GOAL
Return, word for word, the part of the entries that opens with the line containing "vehicle in the photo above." and continues through the end of the entries.

Pointing dataset entries:
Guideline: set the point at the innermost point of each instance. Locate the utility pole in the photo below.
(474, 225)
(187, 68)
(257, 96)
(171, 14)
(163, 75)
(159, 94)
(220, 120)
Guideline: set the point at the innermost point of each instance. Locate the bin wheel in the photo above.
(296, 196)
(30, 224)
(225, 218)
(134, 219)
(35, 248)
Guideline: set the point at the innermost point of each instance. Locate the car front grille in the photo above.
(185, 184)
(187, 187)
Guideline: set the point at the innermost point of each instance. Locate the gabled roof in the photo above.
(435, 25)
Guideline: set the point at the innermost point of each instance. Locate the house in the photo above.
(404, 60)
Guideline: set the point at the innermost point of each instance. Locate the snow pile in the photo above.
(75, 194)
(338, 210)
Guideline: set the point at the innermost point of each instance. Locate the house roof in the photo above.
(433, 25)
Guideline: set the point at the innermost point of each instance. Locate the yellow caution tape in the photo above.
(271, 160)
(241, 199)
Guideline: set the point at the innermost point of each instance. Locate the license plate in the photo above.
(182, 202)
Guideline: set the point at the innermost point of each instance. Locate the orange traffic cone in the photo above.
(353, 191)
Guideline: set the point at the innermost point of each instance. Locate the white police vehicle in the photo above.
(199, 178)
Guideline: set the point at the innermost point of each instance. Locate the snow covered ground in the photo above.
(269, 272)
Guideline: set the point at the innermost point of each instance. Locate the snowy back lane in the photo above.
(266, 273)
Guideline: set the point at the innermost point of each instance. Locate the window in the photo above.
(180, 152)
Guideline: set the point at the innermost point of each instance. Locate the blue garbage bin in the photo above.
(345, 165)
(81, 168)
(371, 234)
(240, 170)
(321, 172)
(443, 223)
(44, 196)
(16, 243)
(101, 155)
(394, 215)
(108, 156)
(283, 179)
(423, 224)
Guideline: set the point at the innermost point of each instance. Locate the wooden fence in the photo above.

RESULT OF THE TASK
Guideline: set the point at the innermost point of each instance. Locate the white police vehicle in the photo above.
(199, 178)
Guideline: set the point at the innermost point of each instance. Locate the snow covered ground in the photo above.
(269, 272)
Guideline: set the point at the innermost point of each instance. Locate the snowy back lane in the photo above.
(266, 273)
Guideline: set the point at the innermost point of each instance. Locate the window in the photo above.
(180, 152)
Guideline: set the point at the innermost point of each instance. Locate the blue garbage bin in the photo above.
(345, 165)
(81, 168)
(371, 234)
(240, 170)
(321, 172)
(443, 223)
(44, 196)
(16, 243)
(101, 155)
(394, 215)
(108, 156)
(283, 179)
(423, 224)
Guideline: set the point at the innermost point of each instance. Locate the wooden fence in the photo above.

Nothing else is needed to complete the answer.